### WORK ITEM
Filter the data below for the string "crop" and copy each matching line.

Collected data entries

---+---

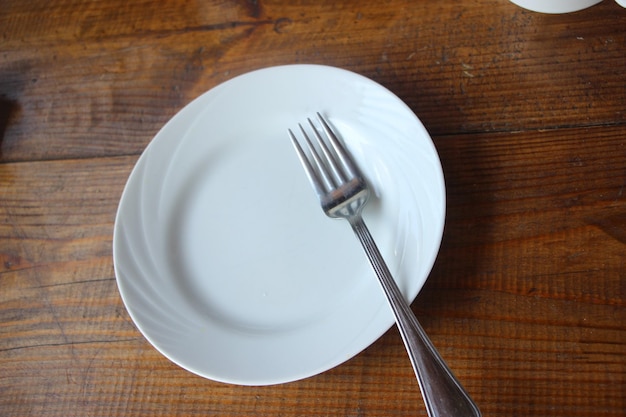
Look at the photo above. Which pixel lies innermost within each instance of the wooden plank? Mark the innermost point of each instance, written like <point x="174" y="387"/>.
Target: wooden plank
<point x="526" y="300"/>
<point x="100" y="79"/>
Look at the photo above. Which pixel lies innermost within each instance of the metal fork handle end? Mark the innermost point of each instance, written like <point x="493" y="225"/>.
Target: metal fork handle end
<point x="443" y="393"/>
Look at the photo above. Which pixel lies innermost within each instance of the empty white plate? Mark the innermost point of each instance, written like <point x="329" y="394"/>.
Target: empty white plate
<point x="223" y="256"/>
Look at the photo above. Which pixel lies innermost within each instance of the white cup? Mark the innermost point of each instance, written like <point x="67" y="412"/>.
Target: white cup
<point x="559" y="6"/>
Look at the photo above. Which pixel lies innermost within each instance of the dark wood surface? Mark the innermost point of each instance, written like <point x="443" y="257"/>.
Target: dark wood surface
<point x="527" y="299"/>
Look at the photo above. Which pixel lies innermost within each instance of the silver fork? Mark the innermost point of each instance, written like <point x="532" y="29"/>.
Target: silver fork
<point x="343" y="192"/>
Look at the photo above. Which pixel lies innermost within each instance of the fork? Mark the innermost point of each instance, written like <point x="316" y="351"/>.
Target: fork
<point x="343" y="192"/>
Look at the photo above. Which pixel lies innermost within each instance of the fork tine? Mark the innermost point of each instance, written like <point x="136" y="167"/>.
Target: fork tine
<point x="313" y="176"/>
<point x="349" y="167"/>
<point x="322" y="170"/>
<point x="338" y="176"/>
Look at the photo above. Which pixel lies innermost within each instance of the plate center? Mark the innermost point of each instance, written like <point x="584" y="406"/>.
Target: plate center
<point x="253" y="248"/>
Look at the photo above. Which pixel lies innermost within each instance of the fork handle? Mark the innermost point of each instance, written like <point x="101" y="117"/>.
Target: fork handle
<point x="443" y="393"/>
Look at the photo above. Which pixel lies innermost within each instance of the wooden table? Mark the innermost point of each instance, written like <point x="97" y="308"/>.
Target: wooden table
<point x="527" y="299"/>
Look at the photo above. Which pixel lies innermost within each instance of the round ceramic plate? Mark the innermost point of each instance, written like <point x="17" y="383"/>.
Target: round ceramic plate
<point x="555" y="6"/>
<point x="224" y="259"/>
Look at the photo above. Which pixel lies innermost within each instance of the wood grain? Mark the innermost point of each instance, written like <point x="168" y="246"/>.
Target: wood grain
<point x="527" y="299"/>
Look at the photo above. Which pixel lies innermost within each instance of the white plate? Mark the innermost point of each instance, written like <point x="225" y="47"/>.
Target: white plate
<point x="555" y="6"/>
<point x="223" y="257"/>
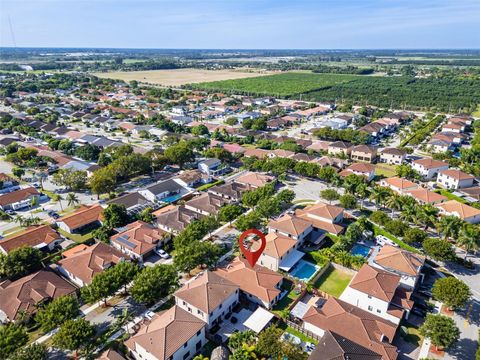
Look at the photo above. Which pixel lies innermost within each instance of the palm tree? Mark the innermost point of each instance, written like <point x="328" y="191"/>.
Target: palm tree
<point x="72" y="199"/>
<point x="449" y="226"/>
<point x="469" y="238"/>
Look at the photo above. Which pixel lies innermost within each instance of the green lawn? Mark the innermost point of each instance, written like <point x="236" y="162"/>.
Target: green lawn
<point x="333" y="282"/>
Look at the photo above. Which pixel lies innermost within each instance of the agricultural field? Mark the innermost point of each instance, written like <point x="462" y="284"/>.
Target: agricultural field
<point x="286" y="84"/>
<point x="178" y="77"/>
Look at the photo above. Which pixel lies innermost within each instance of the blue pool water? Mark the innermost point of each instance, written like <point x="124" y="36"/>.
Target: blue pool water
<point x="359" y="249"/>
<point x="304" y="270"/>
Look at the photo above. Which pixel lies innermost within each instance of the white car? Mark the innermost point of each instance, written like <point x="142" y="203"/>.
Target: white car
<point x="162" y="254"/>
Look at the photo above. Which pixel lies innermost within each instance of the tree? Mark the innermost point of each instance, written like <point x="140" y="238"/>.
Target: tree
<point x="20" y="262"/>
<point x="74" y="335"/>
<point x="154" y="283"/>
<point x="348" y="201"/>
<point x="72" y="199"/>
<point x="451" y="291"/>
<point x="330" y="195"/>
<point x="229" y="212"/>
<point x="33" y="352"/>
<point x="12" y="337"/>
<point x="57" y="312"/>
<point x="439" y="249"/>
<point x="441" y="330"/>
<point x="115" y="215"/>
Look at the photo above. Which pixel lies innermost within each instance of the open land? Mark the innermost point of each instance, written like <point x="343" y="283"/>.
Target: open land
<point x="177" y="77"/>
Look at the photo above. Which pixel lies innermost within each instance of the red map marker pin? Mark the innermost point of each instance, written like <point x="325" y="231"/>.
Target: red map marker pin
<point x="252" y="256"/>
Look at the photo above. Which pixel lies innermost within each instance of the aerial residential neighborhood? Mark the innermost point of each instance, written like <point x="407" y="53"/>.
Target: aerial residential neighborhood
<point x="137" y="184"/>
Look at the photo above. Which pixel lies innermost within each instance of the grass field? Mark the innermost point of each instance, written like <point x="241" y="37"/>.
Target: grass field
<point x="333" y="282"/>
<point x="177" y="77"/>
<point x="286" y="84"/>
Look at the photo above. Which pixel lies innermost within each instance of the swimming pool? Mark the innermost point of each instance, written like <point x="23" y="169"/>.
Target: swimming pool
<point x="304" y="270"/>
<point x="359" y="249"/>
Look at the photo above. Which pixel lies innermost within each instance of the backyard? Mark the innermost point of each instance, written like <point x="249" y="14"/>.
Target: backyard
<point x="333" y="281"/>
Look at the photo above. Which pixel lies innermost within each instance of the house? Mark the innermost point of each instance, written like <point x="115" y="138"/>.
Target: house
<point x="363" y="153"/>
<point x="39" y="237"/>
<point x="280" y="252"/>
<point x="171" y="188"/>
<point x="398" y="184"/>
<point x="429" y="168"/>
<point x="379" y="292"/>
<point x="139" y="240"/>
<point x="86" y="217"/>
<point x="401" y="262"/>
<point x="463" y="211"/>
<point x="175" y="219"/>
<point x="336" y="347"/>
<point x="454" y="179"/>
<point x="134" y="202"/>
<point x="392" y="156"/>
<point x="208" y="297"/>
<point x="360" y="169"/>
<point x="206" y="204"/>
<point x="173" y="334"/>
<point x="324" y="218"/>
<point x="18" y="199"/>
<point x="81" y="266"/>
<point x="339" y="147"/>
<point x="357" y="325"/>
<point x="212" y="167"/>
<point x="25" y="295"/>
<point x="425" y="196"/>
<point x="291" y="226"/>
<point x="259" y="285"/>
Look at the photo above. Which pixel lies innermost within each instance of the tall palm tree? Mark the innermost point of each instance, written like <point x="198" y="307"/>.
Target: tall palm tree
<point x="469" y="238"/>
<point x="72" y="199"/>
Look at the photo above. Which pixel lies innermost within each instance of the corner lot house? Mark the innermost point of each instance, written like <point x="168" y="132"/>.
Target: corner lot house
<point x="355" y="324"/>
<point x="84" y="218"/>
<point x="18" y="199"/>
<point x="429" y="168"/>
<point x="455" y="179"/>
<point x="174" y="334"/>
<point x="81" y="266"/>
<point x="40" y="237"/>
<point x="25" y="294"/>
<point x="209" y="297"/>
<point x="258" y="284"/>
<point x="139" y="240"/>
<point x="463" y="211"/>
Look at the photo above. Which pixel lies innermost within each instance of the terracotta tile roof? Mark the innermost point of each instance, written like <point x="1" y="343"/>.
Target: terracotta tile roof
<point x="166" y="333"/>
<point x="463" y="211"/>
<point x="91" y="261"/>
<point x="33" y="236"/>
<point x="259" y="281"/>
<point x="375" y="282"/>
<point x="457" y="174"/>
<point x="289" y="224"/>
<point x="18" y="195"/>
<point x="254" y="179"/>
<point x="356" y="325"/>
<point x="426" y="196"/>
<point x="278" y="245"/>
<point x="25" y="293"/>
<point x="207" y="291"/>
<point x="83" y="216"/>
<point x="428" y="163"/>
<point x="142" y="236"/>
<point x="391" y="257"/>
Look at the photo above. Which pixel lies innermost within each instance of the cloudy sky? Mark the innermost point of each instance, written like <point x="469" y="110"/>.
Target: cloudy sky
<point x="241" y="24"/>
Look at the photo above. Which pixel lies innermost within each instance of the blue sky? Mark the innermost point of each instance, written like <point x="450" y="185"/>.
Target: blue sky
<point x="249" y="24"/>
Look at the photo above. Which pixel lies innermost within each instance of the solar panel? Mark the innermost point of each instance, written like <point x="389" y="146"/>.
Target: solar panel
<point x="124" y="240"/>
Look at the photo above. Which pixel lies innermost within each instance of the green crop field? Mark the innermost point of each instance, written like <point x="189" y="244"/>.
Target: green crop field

---+---

### REPLY TO THE EXERCISE
Look at the photo above. Which pixel lies innermost within each instance of the green crop field? Mark the innermost point of each instance, written like <point x="189" y="244"/>.
Target: green crop field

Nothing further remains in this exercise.